A Tsemberis, de origen griego y asentado en EE UU desde los ocho años, le llevó tiempo entender el problema y pensar de forma alternativa. Quizá por eso parece acostumbrado al escepticismo y las críticas que genera la estrategia, y despliega sus argumentos con una gran sonrisa. Explica que al principio él también tenía dudas: “Yo no sabía si alguien podía realmente manejarse en un piso. Eso supone un montón de ansiedad porque estás preocupado –¿va a encender el fuego de la cocina? Y cosas terribles del tipo: ¿qué ocurre si empieza a oír voces, si hace daño a los vecinos?–, así que tienes que asumir el riesgo y confiar en la persona. Hicimos muchísimas visitas para asegurarnos de que todos estaban bien”.

Tsemberis también se dedicó a hacer números. Quería pruebas, no buenas intenciones. Primero, para someter a evaluación su programa: “Queríamos saber que no era peor que seguir llevándolos al hospital”. Para convencer a los colegas y a las Administraciones: “Después de un año, el 84% de las personas a las que alojamos seguían en los pisos. Genial, pero la gente seguía sin creérselo. Pensaban: ‘Las personas a las que tratas no están tan enfermas como las que yo asisto. Nueva York es diferente de todas las ciudades y no funcionará en otras”. La tercera razón es que así saben que el Estado ahorra dinero: “Si sumas el coste anual que supone el uso de los servicios sociales de alguien que está en la calle (urgencias, ambulancias, desintoxicación, cárcel…), el gasto puede llegar a los 100.000 euros. Si lo alojas en un piso al que llevas los servicios sociales, son unos 15.000 euros al año”. El estudio para saber si funcionaba lo desarrolló la Universidad de Nueva York, y lo pagó y supervisó el Gobierno federal de EE UU. “Siete años después, daba los mismos datos que nosotros teníamos. Ya estábamos hablando de ciencia, no de una historia anecdótica”, explica Tsemberis con énfasis.

============================================================

- [ENUNCIADO DEL PROBLEMA]: Por favor, prolonga el texto sobre Tsemberis y su programa de alojamiento en pisos, empezando justo después de su última frase.

- [REGISTROS PROPORCIONADOS]:
============================================================

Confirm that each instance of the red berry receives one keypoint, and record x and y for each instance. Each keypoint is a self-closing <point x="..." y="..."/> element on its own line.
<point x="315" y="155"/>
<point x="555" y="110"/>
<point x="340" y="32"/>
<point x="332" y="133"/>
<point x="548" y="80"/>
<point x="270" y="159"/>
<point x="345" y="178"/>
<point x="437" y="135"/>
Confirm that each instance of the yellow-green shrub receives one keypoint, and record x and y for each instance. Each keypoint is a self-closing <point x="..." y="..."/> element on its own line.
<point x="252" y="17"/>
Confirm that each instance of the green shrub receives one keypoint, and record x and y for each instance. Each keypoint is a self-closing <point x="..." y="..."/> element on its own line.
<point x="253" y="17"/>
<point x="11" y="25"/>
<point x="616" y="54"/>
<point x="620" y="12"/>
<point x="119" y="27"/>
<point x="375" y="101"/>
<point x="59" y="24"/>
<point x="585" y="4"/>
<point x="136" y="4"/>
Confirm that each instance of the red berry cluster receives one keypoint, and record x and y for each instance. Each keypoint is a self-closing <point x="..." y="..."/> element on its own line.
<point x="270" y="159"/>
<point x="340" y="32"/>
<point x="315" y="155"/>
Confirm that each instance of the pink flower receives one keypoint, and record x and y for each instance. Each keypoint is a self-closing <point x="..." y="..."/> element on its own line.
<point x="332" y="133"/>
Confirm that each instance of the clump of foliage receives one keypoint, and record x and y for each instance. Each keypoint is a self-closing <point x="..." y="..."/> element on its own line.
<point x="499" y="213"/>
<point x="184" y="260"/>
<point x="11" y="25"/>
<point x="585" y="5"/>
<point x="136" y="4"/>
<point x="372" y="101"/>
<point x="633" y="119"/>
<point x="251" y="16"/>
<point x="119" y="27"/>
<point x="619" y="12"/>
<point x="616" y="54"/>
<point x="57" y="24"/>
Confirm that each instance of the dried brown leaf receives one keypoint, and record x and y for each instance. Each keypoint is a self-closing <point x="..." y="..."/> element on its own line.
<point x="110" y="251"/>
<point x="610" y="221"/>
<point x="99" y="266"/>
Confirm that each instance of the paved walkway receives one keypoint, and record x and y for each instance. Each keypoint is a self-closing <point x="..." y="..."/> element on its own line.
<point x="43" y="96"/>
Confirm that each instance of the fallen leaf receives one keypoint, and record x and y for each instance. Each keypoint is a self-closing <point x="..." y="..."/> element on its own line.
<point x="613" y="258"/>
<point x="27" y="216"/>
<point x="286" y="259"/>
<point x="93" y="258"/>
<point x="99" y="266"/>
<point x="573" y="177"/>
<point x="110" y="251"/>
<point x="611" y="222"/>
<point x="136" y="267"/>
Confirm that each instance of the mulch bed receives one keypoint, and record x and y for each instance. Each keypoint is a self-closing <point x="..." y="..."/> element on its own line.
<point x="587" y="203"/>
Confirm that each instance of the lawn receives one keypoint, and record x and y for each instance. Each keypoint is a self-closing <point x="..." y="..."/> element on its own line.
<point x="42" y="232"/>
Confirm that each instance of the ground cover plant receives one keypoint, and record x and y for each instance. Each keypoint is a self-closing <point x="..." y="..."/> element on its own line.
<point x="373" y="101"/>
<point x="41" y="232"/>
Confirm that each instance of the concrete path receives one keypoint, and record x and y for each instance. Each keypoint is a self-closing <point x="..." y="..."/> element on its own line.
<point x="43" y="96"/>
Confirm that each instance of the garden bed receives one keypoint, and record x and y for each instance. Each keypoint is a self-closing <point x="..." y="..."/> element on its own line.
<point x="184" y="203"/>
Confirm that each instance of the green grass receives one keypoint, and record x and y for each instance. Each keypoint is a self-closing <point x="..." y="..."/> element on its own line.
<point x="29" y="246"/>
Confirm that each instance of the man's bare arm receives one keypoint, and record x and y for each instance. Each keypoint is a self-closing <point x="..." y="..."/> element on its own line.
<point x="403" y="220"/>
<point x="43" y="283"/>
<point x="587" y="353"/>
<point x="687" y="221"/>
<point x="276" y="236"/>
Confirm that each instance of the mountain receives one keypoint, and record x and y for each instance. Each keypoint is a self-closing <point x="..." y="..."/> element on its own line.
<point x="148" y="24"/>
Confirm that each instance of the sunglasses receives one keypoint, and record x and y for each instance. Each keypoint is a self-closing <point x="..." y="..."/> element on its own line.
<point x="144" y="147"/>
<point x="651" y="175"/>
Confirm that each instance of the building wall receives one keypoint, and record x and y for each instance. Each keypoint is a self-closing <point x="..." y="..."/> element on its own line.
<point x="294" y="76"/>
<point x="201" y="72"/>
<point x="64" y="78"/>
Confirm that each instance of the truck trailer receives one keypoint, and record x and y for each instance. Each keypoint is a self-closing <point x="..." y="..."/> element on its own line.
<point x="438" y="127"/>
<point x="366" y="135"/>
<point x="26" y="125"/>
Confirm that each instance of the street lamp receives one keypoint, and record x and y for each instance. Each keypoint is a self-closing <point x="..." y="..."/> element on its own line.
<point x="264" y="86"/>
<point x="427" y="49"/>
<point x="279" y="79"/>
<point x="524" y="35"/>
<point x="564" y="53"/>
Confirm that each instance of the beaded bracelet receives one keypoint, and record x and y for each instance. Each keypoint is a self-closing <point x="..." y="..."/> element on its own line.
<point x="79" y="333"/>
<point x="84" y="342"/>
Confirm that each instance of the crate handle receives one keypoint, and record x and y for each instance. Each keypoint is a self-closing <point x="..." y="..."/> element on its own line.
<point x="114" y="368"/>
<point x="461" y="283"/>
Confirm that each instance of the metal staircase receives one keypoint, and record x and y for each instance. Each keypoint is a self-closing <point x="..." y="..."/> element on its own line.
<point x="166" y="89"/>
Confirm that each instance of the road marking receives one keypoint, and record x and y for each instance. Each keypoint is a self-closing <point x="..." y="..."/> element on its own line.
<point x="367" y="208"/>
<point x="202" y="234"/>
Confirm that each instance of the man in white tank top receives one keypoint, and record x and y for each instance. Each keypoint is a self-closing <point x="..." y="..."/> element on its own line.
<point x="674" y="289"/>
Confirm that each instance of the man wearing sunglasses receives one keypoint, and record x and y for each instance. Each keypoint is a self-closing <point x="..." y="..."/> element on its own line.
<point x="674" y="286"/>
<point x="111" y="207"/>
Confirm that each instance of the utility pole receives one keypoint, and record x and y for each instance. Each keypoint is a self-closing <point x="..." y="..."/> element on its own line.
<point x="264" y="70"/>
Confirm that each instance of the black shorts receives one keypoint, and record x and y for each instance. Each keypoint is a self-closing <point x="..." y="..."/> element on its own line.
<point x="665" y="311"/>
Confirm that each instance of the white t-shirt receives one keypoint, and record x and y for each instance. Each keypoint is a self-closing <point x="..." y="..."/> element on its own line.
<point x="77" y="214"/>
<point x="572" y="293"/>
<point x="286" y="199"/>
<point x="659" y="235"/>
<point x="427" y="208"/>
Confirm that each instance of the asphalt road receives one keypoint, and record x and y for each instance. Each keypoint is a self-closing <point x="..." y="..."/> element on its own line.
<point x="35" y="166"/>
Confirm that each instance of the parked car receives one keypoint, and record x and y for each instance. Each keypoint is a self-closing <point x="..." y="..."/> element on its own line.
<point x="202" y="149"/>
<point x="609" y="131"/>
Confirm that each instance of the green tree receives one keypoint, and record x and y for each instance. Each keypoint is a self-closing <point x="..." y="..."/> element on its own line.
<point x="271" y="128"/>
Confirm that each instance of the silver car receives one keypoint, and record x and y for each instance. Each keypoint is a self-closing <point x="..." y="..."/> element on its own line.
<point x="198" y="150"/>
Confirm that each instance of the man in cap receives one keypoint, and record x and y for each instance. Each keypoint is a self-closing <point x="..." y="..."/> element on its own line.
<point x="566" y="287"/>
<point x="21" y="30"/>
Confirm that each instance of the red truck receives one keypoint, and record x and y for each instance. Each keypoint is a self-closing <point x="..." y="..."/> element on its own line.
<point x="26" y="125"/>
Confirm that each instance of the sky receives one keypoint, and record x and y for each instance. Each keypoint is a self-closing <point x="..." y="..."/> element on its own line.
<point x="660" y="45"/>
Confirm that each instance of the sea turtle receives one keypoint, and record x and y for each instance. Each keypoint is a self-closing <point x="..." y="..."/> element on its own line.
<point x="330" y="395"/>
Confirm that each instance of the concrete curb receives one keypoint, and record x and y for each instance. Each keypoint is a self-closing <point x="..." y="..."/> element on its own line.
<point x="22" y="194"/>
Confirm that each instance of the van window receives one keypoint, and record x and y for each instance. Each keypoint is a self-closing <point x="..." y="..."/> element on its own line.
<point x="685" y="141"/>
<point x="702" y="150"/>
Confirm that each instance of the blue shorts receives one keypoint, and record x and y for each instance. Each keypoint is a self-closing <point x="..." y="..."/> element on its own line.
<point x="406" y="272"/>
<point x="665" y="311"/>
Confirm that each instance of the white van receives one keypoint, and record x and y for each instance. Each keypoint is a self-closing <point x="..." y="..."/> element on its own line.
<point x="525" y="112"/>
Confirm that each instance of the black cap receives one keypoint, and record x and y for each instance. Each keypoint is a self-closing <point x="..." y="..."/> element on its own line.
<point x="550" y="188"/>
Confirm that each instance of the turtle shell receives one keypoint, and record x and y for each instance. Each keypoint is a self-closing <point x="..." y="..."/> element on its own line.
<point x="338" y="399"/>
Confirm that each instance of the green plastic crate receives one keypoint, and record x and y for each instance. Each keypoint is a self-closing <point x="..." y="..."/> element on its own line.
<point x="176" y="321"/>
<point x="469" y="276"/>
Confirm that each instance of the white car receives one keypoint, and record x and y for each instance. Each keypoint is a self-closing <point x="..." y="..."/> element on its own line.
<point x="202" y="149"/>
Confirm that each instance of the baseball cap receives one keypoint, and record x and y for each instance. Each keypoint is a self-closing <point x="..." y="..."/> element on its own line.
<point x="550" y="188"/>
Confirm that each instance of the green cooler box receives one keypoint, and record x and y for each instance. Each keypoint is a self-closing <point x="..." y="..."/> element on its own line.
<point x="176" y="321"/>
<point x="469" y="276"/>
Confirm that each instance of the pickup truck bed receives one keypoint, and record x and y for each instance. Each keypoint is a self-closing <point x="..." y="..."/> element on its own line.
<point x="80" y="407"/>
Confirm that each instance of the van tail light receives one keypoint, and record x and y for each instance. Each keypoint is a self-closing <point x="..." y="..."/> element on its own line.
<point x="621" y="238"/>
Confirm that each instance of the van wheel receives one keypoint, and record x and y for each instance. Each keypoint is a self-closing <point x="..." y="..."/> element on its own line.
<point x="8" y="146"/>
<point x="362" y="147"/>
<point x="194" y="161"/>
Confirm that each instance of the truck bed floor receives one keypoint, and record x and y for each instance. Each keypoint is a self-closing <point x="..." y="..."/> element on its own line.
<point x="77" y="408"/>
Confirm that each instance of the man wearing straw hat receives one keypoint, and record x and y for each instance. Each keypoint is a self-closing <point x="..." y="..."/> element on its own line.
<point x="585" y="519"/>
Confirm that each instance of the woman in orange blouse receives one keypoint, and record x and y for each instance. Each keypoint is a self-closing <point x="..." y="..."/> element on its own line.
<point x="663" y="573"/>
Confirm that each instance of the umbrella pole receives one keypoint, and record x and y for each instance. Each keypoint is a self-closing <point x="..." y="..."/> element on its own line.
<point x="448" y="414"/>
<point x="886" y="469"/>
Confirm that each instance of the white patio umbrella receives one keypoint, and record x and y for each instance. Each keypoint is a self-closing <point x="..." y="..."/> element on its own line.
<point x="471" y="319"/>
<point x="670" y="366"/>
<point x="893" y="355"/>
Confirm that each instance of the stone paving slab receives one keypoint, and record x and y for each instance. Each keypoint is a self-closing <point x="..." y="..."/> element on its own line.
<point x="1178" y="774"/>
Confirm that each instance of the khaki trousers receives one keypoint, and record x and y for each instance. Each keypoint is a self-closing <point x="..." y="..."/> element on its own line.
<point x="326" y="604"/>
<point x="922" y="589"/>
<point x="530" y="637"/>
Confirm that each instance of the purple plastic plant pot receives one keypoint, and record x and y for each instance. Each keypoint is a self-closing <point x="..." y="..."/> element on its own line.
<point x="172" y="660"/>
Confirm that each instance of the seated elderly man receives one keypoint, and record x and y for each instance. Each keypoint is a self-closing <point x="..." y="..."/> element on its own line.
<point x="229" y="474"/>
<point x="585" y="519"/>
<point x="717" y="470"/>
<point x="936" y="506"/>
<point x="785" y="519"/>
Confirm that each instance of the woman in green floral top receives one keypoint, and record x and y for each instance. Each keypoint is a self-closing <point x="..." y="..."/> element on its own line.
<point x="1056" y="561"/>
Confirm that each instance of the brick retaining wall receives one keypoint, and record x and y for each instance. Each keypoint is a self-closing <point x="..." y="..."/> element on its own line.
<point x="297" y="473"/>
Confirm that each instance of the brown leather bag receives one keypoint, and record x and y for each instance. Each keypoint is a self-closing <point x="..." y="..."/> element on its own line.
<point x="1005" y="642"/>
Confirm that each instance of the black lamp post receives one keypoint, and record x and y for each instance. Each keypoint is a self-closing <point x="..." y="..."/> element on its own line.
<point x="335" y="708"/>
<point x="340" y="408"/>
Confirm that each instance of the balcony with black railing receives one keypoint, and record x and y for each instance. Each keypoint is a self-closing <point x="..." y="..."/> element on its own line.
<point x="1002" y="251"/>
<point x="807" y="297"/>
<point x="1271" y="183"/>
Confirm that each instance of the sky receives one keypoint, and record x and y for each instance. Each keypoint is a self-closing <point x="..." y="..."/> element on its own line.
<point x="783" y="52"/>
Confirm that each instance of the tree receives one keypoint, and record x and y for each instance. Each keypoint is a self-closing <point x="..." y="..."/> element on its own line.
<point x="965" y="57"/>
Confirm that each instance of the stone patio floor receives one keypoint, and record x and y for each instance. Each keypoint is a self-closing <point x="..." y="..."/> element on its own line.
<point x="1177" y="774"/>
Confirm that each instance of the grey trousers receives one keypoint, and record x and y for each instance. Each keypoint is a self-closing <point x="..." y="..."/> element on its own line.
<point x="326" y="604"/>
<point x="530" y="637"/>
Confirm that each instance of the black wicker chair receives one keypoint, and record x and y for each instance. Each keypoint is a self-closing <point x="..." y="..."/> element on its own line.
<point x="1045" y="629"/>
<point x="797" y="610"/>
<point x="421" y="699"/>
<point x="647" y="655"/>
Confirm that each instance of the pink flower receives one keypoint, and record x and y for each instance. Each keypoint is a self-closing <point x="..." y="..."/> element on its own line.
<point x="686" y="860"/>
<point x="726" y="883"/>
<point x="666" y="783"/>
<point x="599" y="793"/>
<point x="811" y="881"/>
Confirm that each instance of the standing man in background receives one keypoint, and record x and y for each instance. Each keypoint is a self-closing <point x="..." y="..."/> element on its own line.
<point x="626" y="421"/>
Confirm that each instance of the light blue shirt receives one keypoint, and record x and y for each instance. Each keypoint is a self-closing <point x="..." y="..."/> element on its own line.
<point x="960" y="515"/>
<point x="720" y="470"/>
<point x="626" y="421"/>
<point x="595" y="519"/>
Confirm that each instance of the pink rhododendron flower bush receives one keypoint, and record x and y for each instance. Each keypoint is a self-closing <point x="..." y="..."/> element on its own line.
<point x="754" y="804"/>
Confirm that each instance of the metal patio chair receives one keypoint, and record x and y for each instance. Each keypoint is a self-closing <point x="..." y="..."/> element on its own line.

============================================================

- [RESPUESTA OBTENIDA]:
El caso de los 70.000 veteranos de guerra sin hogar que había en EE UU es un buen ejemplo de que el programa funciona. La Casa Blanca anunció que algunas ciudades han erradicado el problema y que, en solo tres años, se ha reducido en un 36% en todo el país. Pero si su método tiene unos resultados tan positivos y comprobables, ¿por qué no se generaliza? “No lo sé”, admite Tsemberis. Él cree que el viejo y el nuevo modelo pueden ser complementarios. “El antiguo detectó que las personas en la calle sufrían de enfermedades mentales y adicciones, pero se pensó, incorrectamente, que había que tratarlas antes de darles acceso a un piso. Todavía hoy no tenemos una cura para esos problemas. Así que si esperas hasta que sanen, muchos nunca van a ser alojados. El viejo sistema no es totalmente inútil: tiene éxito con entre el 30% y el 40% de los casos”, explica.

Una de las cosas que dice haber aprendido el profesor en estos 24 años es que, pese a la enfermedad mental o al hecho de estar en la calle tantos años, al entrar en un piso las personas recuperan su capacidad para vivir de forma autónoma. “Puede haber alguien que crea que este fotógrafo es un espía de la Unión Soviética y aun así ser capaz de cocinar, lavarse y hacer la cama”, dice mientras gesticula sin parar. “Han sobrevivido durante años en la calle. Para eso tienen que saber qué lugares son seguros, cómo cuidar de sí mismos y de sus cosas, cómo evitar que les detengan, dónde están los comedores… todo eso son funcionalidades, así que si eres capaz de subsistir en la calle, hacerlo en un apartamento donde el baño está ahí al lado y no a dos manzanas no supondrá un gran problema”, afirma.

También recuperan otras cosas. En un vídeo de la organización, uno de los beneficiarios del programa en España habla de dignidad. “Es impresionante”, dice Tsemberis. “Creo que no somos capaces de darnos cuenta de lo que es no tener casa. De la soledad que supone. Lo más útil de este programa es la rapidez con la que se pasa del modo supervivencia al de la vida. Ocurre de la noche a la mañana. Alguien entra en un piso con sus bolsas y al día siguiente se ha duchado y ha dormido en una cama, tiene una llave en la mano y es como cualquiera de ese edificio. Los demás no te miran cuando eres un sin techo. Aunque te sientas muy expuesto, eres invisible. Y de pronto vives en un apartamento y tus vecinos te dicen: ‘Buenos días, ¿qué tal?”